* PAGE EXCERPT
┄┄┄┄┄┄┄┄┄┄

So files (in UNIX-like systems) are actually a mapping between a name and
a data structure that represents the value and associated metadata
  - that data structure is known as an "inode"
    (I think the i stands for indirection but I'm not sure.)

stat system call returns the metadata associated with an inode
 - there's also a command line wrapper around stat

Example:

  File: foo
  Size: 0         	Blocks: 0          IO Block: 4096   regular empty file
Device: fd00h/64768d	Inode: 45220577    Links: 1
Access: (0644/-rw-r--r--)  Uid: ( 1000/    soma)   Gid: ( 1000/    soma)
Access: 2021-11-04 10:13:10.897903575 -0400
Modify: 2021-11-04 10:13:10.897903575 -0400
Change: 2021-11-04 10:13:10.897903575 -0400
 Birth: 2021-11-04 10:13:10.897903575 -0400


From the stat man page:
    struct stat {
        dev_t     st_dev;         /* ID of device containing file */
        ino_t     st_ino;         /* Inode number */
        mode_t    st_mode;        /* File type and mode
	                             (permission bits) */
        nlink_t   st_nlink;       /* Number of hard links */
        uid_t     st_uid;         /* User ID of owner */
        gid_t     st_gid;         /* Group ID of owner */
        dev_t     st_rdev;        /* Device ID (if special file) */
        off_t     st_size;        /* Total size, in bytes */
        blksize_t st_blksize;     /* Block size for filesystem I/O */
        blkcnt_t  st_blocks;      /* Number of 512B blocks allocated */

        struct timespec st_atim;  /* Time of last access */
        struct timespec st_mtim;  /* Time of last modification */
        struct timespec st_ctim;  /* Time of last status change */
    };


Key concepts that we haven't covered:
 - blocks
 - multiple timestamps
 - hard links (NOT symbolic links)
 - device IDs
 - inode number

(Mentioned mounting, will discuss more soon)

So why three time stamps?
 - Access: when last read
 - Modify: when last written (data change)
 - Change: when inode last changed   <--- chmod
           (metadata change)
 - Birth: file creation (mostly not specified/used on UNIX)
    - not in the stat struct?

A quirk of UNIX files
 - a file access (read) results in a disk write (to update the accessed
   time stamp value in the inode)
 - on modern systems, this is often a bad idea (too much SSD writing)

┄┄┄┄┄┄┄┄┄┄

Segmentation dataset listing
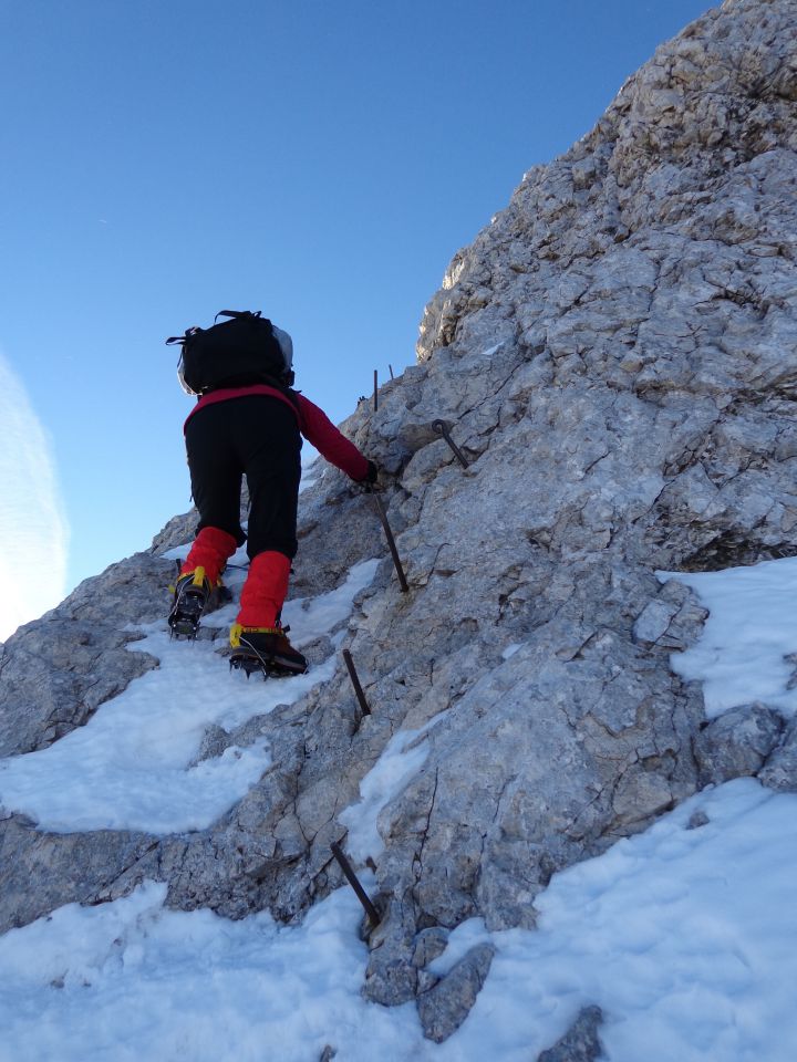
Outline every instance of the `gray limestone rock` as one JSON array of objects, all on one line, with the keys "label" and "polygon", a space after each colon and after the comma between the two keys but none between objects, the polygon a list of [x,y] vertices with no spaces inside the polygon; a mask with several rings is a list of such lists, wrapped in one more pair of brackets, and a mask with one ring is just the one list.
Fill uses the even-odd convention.
[{"label": "gray limestone rock", "polygon": [[603,1055],[598,1037],[602,1024],[600,1007],[584,1007],[561,1040],[539,1054],[537,1062],[597,1062]]},{"label": "gray limestone rock", "polygon": [[418,996],[418,1017],[427,1040],[443,1043],[457,1031],[487,980],[494,955],[491,944],[477,944],[434,988]]},{"label": "gray limestone rock", "polygon": [[780,714],[766,705],[742,705],[712,719],[694,742],[701,783],[757,774],[783,729]]},{"label": "gray limestone rock", "polygon": [[[455,256],[417,364],[342,426],[383,470],[407,593],[373,499],[313,466],[291,593],[382,559],[338,632],[372,715],[338,666],[296,705],[210,728],[199,758],[267,740],[272,767],[205,831],[54,835],[6,809],[0,926],[145,877],[173,907],[301,918],[343,884],[330,844],[362,779],[394,735],[422,731],[423,764],[377,820],[364,991],[420,993],[437,1035],[487,961],[429,974],[463,919],[534,926],[557,870],[708,779],[797,789],[794,726],[769,709],[703,726],[670,653],[705,610],[658,574],[797,552],[796,33],[791,0],[707,11]],[[0,647],[3,756],[59,740],[157,666],[135,639],[164,622],[159,554],[195,521]]]},{"label": "gray limestone rock", "polygon": [[758,780],[780,793],[797,793],[797,722],[788,725],[783,742],[758,771]]}]

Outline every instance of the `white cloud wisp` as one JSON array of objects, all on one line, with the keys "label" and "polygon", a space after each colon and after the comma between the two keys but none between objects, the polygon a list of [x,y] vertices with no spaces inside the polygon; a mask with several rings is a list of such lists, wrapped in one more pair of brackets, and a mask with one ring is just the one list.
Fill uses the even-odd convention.
[{"label": "white cloud wisp", "polygon": [[64,596],[69,525],[52,447],[0,353],[0,642]]}]

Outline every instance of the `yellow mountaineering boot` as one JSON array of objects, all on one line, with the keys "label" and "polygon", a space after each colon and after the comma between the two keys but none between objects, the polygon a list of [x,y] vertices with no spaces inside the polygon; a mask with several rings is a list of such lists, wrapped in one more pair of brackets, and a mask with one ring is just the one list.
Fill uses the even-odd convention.
[{"label": "yellow mountaineering boot", "polygon": [[269,675],[303,675],[307,659],[288,641],[288,627],[244,627],[236,623],[230,628],[230,667],[242,668],[247,678],[255,670]]}]

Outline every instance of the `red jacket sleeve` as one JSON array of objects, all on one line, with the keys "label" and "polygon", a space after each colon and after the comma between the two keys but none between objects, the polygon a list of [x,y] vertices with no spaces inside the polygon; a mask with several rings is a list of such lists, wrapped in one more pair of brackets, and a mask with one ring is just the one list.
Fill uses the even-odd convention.
[{"label": "red jacket sleeve", "polygon": [[312,442],[322,457],[346,476],[355,480],[365,479],[368,458],[338,430],[323,409],[319,409],[304,395],[297,397],[301,408],[301,433],[308,442]]}]

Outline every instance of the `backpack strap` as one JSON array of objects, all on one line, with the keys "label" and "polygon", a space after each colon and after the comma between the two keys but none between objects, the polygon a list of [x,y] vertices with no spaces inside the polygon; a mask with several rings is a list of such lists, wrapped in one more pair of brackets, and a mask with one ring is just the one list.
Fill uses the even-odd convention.
[{"label": "backpack strap", "polygon": [[170,335],[166,340],[166,346],[172,346],[174,343],[179,343],[180,346],[185,343],[189,335],[194,335],[195,332],[201,331],[197,325],[194,325],[193,329],[186,329],[183,335]]},{"label": "backpack strap", "polygon": [[[240,320],[241,317],[260,317],[262,316],[262,311],[260,310],[219,310],[219,312],[214,317],[214,321],[218,321],[219,317],[232,317],[235,320]],[[270,321],[266,322],[271,324]]]}]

┄┄┄┄┄┄┄┄┄┄

* TASK REQUIREMENTS
**1)** According to the inode notes, what does the Change timestamp record?
**2)** Continue the inode notes from the line about too much SSD writing.

* OUTPUTS FOR THE TASKS
**1)** When the inode was last changed, meaning a metadata change such as one made by chmod.

**2)**
    - so depending on how the filesystem was mounted,
      accessed timestamp may be approximate or just wrong

If something is done "lazily" in CS, it means it is put off as long as possible
 - try to minimize the work since if it is put off long enough it may
   not need to be done

So with reading, if you do 100 reads from a file, technically it should be writing the same inode to disk 100 times
 - but if we're lazy and only do the write, say, every few seconds,
   we'd only do one write to the inode for the accessed timestamp

Buffering I/O is a way to be lazy
  - reduces number of writes in exchange for higher latency in some circumstances


inode numbers
 - unique ID for an inode
 - filenames are really name -> inode number mappings
 - inode numbers are unique *within a given filesystem*
    - each filesystem has its own inode number namespace
   (the inode numbers on your usb disk filesystem have nothing
    to do with the inodes in your SSD filesystem)

If you give the -i option to ls, it will show you inode numbers.

A filename is better thought of as a pathname
 - it is the combination of names of every containing directory
   plus the final name

A directory is a data structure (really, a type of inode) which maps names to inode numbers

When you're in a directory, "." refers to this directory
 - "." is a filename like any other that refers to an inode

Hard link count
 - number of names an inode has
   - basically, a reference count
 - regular files will normally have a link count of 1
   - for its filename
 - directories will have a link count of at least 2
   - the directory name in the containing folder
   - the "." link in its own directory
   - every subdirectory has a parent link, those increase
     the link count too

So in every directory there are always two entries
 - "."  <-- this directory (like "self" in an OO language)
 - ".." <-- the parent (containing) directory

By default . is not in your path
 - considered a security vulnerability
 - imagine a web server where you can upload files to a special directory
 - sysadmin is working in the directory, attacker has uploaded a file "ls"
 - now when the sysadmin types "ls" they could get the attacker's ls, not
   /bin/ls

What does it mean to delete a file on a UNIX-like system?
 - you don't!
 - you just "unlink" files
    - remove directory entries
 - when an inode ref count goes to 0, it is considered deleted
   and is de-allocated

In general files are never immediately deleted
 - just like with a program, if you de-allocate a data structure it is
   still there in memory
 - and yes, this is lazy

If you want data to be erased from disk when you delete, use an
encrypted filesystem
 - because the key for the file will be written over when it is deleted
 - (encrypted data with lost key is considered erased if your encryption
    is any good)

inode ref count is the hard link count

Note that any commands that try to overwrite the data on disk won't work,
especially on an SSD.
  - need to explain filesystems a bit first to see why
  - data will be overwritten, but eventually (could be very long)

So what's a filesystem?
 - an "on disk" data structure for storing files
   (i.e., inodes and associated data)


To understand filesystems, you have to understand how disks store data

What does a "disk" store?  What does it appear to the OS as?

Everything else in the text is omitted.